ROWS:
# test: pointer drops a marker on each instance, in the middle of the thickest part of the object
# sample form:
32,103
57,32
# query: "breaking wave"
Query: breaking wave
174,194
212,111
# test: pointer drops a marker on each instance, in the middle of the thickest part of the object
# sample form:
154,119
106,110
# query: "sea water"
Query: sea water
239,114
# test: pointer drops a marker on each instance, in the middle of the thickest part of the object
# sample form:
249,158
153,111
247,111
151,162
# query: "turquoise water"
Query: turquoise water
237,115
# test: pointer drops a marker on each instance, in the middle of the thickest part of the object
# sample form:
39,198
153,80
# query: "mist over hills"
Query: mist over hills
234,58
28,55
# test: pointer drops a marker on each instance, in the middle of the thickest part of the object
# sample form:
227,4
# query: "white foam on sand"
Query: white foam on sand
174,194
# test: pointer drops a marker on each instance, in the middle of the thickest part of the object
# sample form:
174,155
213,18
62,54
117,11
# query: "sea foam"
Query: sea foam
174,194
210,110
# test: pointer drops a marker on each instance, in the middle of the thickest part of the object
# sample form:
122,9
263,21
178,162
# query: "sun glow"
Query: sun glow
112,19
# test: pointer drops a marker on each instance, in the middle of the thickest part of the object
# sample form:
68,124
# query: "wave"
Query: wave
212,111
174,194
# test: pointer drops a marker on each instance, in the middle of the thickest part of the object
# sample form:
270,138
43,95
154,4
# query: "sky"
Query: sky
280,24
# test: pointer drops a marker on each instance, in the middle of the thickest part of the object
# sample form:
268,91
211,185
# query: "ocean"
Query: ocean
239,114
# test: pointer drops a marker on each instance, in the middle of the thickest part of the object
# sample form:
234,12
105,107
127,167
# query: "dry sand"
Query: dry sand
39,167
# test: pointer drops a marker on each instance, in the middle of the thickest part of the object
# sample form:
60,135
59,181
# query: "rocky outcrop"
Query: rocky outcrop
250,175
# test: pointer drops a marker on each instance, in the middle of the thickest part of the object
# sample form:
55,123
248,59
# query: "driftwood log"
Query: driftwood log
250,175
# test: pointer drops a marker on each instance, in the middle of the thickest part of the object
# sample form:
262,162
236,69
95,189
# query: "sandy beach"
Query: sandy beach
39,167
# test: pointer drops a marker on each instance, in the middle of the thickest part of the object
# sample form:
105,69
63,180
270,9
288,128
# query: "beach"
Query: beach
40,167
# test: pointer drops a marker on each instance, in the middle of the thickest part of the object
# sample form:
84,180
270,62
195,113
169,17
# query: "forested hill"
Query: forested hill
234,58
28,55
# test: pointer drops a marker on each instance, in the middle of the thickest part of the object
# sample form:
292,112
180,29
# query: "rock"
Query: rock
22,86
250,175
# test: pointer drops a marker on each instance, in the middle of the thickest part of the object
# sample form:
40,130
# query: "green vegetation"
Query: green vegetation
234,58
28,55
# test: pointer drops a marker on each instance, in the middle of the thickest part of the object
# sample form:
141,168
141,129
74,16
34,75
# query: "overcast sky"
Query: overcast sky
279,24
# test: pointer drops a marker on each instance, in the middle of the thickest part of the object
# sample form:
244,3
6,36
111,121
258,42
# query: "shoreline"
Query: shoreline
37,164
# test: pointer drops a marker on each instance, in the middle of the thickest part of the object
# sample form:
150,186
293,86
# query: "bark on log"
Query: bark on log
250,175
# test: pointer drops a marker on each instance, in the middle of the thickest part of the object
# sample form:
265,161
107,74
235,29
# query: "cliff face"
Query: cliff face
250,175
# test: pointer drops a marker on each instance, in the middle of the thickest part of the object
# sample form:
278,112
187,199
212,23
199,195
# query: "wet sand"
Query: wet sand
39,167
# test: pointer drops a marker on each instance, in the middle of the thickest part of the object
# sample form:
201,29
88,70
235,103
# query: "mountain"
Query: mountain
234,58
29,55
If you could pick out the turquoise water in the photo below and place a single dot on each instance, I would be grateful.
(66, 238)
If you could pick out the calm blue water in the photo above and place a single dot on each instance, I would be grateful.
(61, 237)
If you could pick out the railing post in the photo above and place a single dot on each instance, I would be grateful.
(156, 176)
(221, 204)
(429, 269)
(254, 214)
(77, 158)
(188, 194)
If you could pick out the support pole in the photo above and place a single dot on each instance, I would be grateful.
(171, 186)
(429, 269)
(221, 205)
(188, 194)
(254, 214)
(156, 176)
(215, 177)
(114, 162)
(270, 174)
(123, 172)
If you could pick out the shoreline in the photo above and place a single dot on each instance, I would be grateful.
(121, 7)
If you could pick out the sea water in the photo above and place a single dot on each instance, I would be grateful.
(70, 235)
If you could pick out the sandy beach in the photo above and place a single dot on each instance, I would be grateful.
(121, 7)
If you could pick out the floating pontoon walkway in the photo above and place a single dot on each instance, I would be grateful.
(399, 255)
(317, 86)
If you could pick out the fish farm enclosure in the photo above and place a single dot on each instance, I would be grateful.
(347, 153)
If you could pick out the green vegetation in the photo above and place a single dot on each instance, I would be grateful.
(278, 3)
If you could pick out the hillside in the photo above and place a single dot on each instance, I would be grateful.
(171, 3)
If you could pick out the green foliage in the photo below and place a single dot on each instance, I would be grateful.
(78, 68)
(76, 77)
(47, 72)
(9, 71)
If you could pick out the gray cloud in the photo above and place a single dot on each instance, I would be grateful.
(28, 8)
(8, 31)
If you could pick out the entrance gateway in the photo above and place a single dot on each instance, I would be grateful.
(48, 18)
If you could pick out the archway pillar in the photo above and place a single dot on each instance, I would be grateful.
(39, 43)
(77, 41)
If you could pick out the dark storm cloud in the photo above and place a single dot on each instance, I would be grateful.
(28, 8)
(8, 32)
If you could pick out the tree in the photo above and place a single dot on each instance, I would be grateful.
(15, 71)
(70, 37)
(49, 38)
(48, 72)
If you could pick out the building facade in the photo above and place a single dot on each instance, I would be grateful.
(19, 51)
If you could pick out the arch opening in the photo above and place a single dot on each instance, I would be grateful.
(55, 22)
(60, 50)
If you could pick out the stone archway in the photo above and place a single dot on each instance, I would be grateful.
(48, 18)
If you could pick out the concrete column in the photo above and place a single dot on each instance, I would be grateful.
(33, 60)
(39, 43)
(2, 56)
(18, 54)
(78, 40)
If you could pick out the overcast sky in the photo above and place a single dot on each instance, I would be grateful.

SHORT PROBLEM:
Please copy out all of the records above again, swapping "sample form" for "sample layout" wherever it occurs and leaving everything else unchanged.

THE OUTPUT:
# test: pointer drops a marker on each instance, in the middle of the thickest part of the object
# sample layout:
32,103
57,32
# query: "breaking wave"
Query: breaking wave
174,194
212,111
# test: pointer drops a marker on each instance, in the middle of the thickest part of the object
# sample layout:
154,119
106,110
# query: "sea water"
Query: sea water
239,114
# test: pointer drops a marker on each instance, in the middle of the thickest part of the object
# sample layout:
249,158
153,111
247,111
151,162
# query: "turquoise water"
Query: turquoise water
237,115
# test: pointer drops a marker on each instance, in the middle of the thickest part of the object
# sample layout:
39,198
153,80
# query: "mist over hills"
Query: mist over hills
234,58
28,55
# test: pointer drops a marker on each instance, in the middle of the thickest part of the object
# sample layout:
227,4
# query: "white foam on sand"
Query: white foam on sand
174,194
# test: pointer drops a marker on each instance, in the middle of the thickest part of the object
# sample layout:
174,155
213,18
62,54
117,11
# query: "sea foam"
Query: sea foam
174,194
210,110
# test: pointer drops a marker on each instance, in the middle of the thickest part of the object
# sample layout:
122,9
263,21
178,162
# query: "sun glow"
Query: sun glow
112,19
# test: pointer drops a marker on each instance, in the middle of the thickest part of the object
# sample layout:
68,124
# query: "wave"
Query: wave
212,111
174,194
# test: pointer drops a marker on each instance, in the middle of the thickest part of the object
# sample layout:
270,138
43,95
154,4
# query: "sky"
Query: sky
280,24
# test: pointer drops a marker on each instance, in the middle of the thickest part of the object
# sample layout:
268,91
211,185
# query: "ocean"
Query: ocean
239,114
# test: pointer drops a marker on each instance, in the middle of the thickest part of the object
# sample layout:
234,12
105,107
127,167
# query: "dry sand"
Query: dry sand
39,167
# test: pointer drops a marker on each instance, in the middle of the thickest part of the object
# sample layout:
60,135
59,181
# query: "rocky outcrop"
Query: rocky outcrop
250,175
# test: pointer drops a marker on each instance, in the middle of the thickest part of the object
# sample layout:
55,123
248,59
# query: "driftwood log"
Query: driftwood log
250,175
# test: pointer drops a marker on each instance, in the middle of the thickest part of the object
# sample layout:
262,162
236,69
95,189
# query: "sandy beach"
Query: sandy beach
39,167
# test: pointer drops a marker on each instance, in the middle of the thickest part of the object
# sample layout:
105,69
63,180
270,9
288,128
# query: "beach"
Query: beach
40,167
# test: pointer drops a marker on each instance, in the middle of the thickest part of the object
# sample layout:
84,180
270,62
195,113
169,17
# query: "forested hill"
Query: forested hill
234,58
28,55
# test: pointer drops a marker on each instance, in the middle of the thickest part of the object
# sample layout:
292,112
180,29
# query: "rock"
Query: rock
22,86
250,175
# test: pointer drops a marker on each instance, in the middle of the thickest part of the object
# sample layout:
40,130
# query: "green vegetation"
Query: green vegetation
234,58
28,55
# test: pointer drops a marker on each instance, in the middle of the thickest part of the object
# sample layout:
141,168
141,129
74,16
34,75
# query: "overcast sky"
Query: overcast sky
279,24
# test: pointer drops a marker on each instance, in the middle of the thickest part of the object
# sample layout:
244,3
6,36
111,121
258,42
# query: "shoreline"
Query: shoreline
37,164
# test: pointer drops a marker on each instance, in the middle of the thickest part of the object
# sample layout:
150,186
293,86
# query: "bark on log"
Query: bark on log
250,175
# test: pointer drops a marker on each instance, in the middle of the thickest part of the object
# sample layout:
265,161
107,74
235,29
# query: "cliff face"
Query: cliff face
250,175
# test: pointer drops a marker on each instance, in the middle of the thickest part of the object
# sample layout:
278,112
187,199
212,23
199,195
# query: "wet sand"
Query: wet sand
39,167
# test: pointer drops a marker on each instance, in the middle of the thickest part of the object
# sample layout:
201,29
88,70
235,103
# query: "mountain"
Query: mountain
234,58
29,55
If you could pick out the turquoise water in the photo below and place a single dot on each instance, I would be grateful.
(66, 238)
If you could pick out the calm blue water in the photo above and place a single dot on each instance, I would be grateful.
(61, 237)
If you could pick out the railing post in the photo above and place a single dot on each instance, I would be grateful.
(156, 176)
(221, 204)
(429, 269)
(254, 214)
(77, 158)
(188, 194)
If you could pick out the support pole in the photo above and place a single dot on each instance, I would be grateful.
(171, 186)
(429, 269)
(221, 205)
(188, 194)
(254, 214)
(156, 176)
(215, 177)
(114, 162)
(270, 174)
(123, 172)
If you could pick out the shoreline in the photo above and place a single dot on each instance, I would be grateful.
(121, 7)
If you could pick out the sea water in the photo above and place a single dot on each instance, I would be grateful.
(70, 235)
If you could pick out the sandy beach in the photo above and place a single dot on each instance, I would be grateful.
(121, 7)
If you could pick out the floating pontoon walkway in the photo above and place a single dot on each instance, I would be grateful.
(399, 255)
(317, 86)
If you could pick out the fish farm enclosure in the photo above and place a single dot on each instance, I would be grateful.
(347, 153)
If you could pick out the green vegetation in the photo above and place a single dot on each instance, I would be grateful.
(278, 3)
If you could pick out the hillside in the photo above and place a single dot on each instance, I would be grateful.
(171, 3)
If you could pick out the green foliage in the photo below and place a single dot on each instance, I would be grateful.
(78, 68)
(76, 77)
(47, 72)
(9, 71)
If you could pick out the gray cloud in the photo above and place a single dot on each instance, I would be grateful.
(28, 8)
(8, 31)
If you could pick out the entrance gateway in the photo above and place a single dot on each instance, I would be grateful.
(48, 18)
If you could pick out the archway pillar in the photo above and place a single dot on each instance, I would be grateful.
(39, 43)
(77, 41)
If you could pick out the dark storm cloud in the photo above and place a single dot on each instance, I would be grateful.
(28, 8)
(8, 32)
If you could pick out the tree in the photo above and place a single dot on each instance, I would be grateful.
(15, 71)
(70, 37)
(49, 38)
(48, 72)
If you could pick out the building facade in the photo above and place a single dot on each instance, I would be grateful.
(19, 51)
If you could pick out the arch opening in the photo above and place a single dot on each instance, I would be grateful.
(55, 22)
(60, 50)
If you could pick out the stone archway in the photo above and place a single dot on each instance, I would be grateful.
(48, 18)
If you could pick out the concrete column in the photo above and place a single dot on each instance, I would be grateful.
(33, 60)
(39, 43)
(2, 56)
(18, 54)
(78, 40)
If you could pick out the overcast sky in the photo above and place a single dot on each instance, I would be grateful.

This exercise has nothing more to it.